_Work to be completed_
Reproduce the data in full, exactly as it appears.
::: Task data :::
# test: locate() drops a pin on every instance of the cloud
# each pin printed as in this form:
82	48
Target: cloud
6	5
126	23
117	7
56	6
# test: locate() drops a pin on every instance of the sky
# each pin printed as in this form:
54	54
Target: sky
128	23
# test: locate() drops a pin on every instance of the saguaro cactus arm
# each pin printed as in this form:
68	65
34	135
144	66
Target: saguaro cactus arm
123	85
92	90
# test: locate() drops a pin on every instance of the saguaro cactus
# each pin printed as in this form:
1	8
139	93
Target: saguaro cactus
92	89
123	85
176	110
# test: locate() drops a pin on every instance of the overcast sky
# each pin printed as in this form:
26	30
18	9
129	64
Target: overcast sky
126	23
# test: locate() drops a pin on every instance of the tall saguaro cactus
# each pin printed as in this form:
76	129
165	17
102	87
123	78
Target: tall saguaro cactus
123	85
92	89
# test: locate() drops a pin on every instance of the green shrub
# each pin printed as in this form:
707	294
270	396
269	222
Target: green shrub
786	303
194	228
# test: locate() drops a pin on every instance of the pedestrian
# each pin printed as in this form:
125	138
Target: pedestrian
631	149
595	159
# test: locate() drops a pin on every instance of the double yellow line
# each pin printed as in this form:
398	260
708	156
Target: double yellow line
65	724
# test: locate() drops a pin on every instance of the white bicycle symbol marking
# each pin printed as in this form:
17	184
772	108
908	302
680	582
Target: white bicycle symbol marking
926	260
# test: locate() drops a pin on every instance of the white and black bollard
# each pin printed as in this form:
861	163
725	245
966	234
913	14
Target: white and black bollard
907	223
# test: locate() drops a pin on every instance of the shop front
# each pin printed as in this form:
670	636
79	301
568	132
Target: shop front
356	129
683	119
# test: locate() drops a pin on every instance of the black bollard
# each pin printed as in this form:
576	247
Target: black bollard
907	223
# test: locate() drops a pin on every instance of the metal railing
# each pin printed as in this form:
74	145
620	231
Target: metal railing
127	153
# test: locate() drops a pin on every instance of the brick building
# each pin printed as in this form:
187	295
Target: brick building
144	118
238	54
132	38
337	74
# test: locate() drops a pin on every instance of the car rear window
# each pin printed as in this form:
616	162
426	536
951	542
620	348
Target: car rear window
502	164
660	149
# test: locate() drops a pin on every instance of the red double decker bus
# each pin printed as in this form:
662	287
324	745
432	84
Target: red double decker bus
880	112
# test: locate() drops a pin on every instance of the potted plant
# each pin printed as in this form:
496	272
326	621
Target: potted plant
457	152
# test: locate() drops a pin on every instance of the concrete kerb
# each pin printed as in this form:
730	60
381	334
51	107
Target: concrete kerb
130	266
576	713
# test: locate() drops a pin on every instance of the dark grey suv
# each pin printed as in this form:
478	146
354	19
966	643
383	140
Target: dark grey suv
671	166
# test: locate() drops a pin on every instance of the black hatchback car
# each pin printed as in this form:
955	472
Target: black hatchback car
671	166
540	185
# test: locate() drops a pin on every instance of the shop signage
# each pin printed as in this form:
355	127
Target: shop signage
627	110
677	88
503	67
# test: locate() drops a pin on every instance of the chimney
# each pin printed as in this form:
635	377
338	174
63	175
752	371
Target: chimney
:::
_Written solution_
# test: locate() drops a pin on every instance of the cloud
# each pin printed as in this form:
82	48
Target: cloud
6	5
126	23
117	7
56	6
# test: locate() drops a pin on every instance of the sky
# each pin printed as in this form:
54	54
Target: sky
128	23
# test: locate() drops a pin on every instance of the saguaro cactus arm
# each pin printed as in this form:
68	65
34	135
144	66
Target: saguaro cactus arm
123	85
92	90
# test: locate() drops a pin on every instance of the saguaro cactus
# each pin printed as in this form:
1	8
139	93
Target: saguaro cactus
92	89
123	85
176	110
# test: locate() drops a pin on every instance of the overcast sky
# each pin printed as in this form:
26	30
18	9
129	64
Target: overcast sky
126	23
# test: locate() drops a pin on every instance of the tall saguaro cactus
# each pin printed as in this form:
76	129
165	17
102	87
123	78
Target: tall saguaro cactus
123	85
92	89
# test: locate() drops a pin on every instance of the green shrub
# each pin printed as in this form:
707	294
270	396
269	222
Target: green shrub
786	303
194	228
# test: locate() drops a pin on every instance of the pedestrian
# each pin printed as in this form:
125	138
Target: pedestrian
631	149
595	159
# test: locate() drops a pin on every instance of the double yellow line
# each pin printed as in this form:
398	260
708	156
Target: double yellow line
65	724
# test: locate() drops a pin on every instance of the white bicycle symbol marking
# each pin printed as in this form:
17	184
772	108
908	302
680	582
Target: white bicycle symbol marking
926	260
# test: locate() drops a pin on every instance of the white and black bollard
# each pin printed as in this form:
861	163
725	245
966	234
913	14
Target: white and black bollard
907	223
# test: locate() drops a pin on every instance of the shop front
# each pin printed as in this form:
670	636
79	301
568	132
Target: shop front
356	129
683	119
# test: locate() drops a pin on every instance of the black bollard
# each pin printed as in this form:
576	247
Target: black bollard
907	223
# test: locate() drops a pin on every instance of the metal railing
# each pin printed as in this form:
74	145
620	231
Target: metal railing
127	153
# test: locate() drops a pin on every instance of the brick building
# each pin printed as in this form:
187	295
Target: brick building
144	118
238	54
132	38
337	74
# test: locate() drops a pin on every instance of the car rear window
# each pin printed as in this form:
616	162
426	536
951	542
620	348
Target: car rear window
502	164
660	149
# test: locate() drops a pin on every instance of the red double decker bus
# each pin printed as in this form:
662	287
324	745
432	84
Target: red double decker bus
880	112
# test: locate() drops a pin on every instance of the potted plant
# each pin printed as in this form:
496	272
326	621
Target: potted plant
457	152
# test: locate() drops a pin on every instance of the concrete kerb
# each pin printed as in this form:
730	60
381	334
51	107
Target: concrete kerb
130	266
576	713
# test: locate() drops a pin on every instance of the dark grey suv
# each pin printed as in this form:
478	146
354	19
966	643
383	140
Target: dark grey suv
671	166
# test: locate() drops a pin on every instance of the black hatchback car
# each pin printed as in this form:
955	472
Target: black hatchback car
671	166
540	185
# test: locate() drops a pin on every instance of the shop signage
# each pin printed as in this form:
355	127
Target: shop signage
627	110
677	88
503	67
# test: locate() drops a pin on every instance of the chimney
# each pin printed as in this form:
635	377
338	174
63	175
752	371
Target: chimney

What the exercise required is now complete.